▶ Directions for this task
Revise the lines from the one containing "blue flower center in this photo." through the end of the records by changing "lane-assignment tool" to "lane-assignment utility" and leaving everything else unchanged, then give only those lines.

▶ Data for this task
:::
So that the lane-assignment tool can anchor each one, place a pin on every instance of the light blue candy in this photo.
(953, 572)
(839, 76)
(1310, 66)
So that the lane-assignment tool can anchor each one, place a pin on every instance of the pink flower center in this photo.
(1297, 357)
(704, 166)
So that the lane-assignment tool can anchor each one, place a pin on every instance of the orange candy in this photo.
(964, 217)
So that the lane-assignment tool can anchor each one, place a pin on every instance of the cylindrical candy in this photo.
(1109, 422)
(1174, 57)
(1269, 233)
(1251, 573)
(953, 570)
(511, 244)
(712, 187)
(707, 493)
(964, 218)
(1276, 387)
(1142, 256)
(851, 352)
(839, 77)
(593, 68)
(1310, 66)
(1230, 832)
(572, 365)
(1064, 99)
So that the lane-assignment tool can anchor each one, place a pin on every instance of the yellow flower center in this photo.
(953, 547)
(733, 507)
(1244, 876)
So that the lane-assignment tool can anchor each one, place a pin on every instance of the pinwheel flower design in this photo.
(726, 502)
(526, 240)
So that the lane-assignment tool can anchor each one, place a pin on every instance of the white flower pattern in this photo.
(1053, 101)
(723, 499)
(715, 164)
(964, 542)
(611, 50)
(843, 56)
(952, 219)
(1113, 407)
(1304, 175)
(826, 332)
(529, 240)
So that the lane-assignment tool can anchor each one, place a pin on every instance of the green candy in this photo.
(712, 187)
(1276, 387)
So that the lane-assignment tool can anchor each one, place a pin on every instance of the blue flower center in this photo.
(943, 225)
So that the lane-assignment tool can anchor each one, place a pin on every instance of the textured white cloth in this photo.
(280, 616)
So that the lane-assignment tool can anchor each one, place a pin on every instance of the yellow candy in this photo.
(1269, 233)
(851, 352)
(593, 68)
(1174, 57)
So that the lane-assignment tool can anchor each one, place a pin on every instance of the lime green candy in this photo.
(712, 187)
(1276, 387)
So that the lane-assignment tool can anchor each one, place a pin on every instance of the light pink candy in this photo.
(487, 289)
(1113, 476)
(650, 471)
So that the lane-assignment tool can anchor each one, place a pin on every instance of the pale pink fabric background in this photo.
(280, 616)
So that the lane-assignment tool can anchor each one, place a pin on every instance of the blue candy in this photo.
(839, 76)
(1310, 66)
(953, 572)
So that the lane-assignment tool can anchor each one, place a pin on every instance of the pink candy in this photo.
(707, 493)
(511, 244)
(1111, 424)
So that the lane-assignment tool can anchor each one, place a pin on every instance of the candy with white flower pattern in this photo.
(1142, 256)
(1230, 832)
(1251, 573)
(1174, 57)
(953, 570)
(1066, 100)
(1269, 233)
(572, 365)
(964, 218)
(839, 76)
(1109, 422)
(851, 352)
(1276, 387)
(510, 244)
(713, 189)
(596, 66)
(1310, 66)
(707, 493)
:::
▶ Answer to this exercise
So that the lane-assignment utility can anchor each one, place a pin on every instance of the blue flower center in this photo.
(943, 225)
So that the lane-assignment utility can anchor each one, place a pin on every instance of the textured white cloth in this photo.
(280, 616)
So that the lane-assignment utility can anchor each one, place a pin on every instance of the yellow candy in this photo.
(1269, 233)
(851, 352)
(593, 68)
(1174, 57)
So that the lane-assignment utility can anchor each one, place a pin on every instance of the lime green candy in this photo.
(712, 187)
(1276, 387)
So that the lane-assignment utility can anchor each one, place a pin on every instance of the light pink candy in this photo.
(487, 289)
(1113, 476)
(650, 471)
So that the lane-assignment utility can anchor each one, place a pin on every instance of the pale pink fabric background in this photo.
(280, 616)
So that the lane-assignment utility can anchor each one, place a pin on every instance of the blue candy in this photo.
(839, 76)
(1310, 66)
(953, 572)
So that the lane-assignment utility can anchor each one, place a pin on every instance of the pink candy in this photo.
(707, 493)
(511, 244)
(1111, 424)
So that the lane-assignment utility can anchor each one, place a pin on every instance of the candy with white flower pattern in this photo.
(1142, 256)
(1230, 832)
(1251, 573)
(1174, 57)
(953, 570)
(1066, 100)
(1269, 233)
(572, 365)
(964, 218)
(839, 76)
(1109, 422)
(851, 352)
(1276, 387)
(510, 244)
(713, 189)
(596, 66)
(1310, 66)
(707, 493)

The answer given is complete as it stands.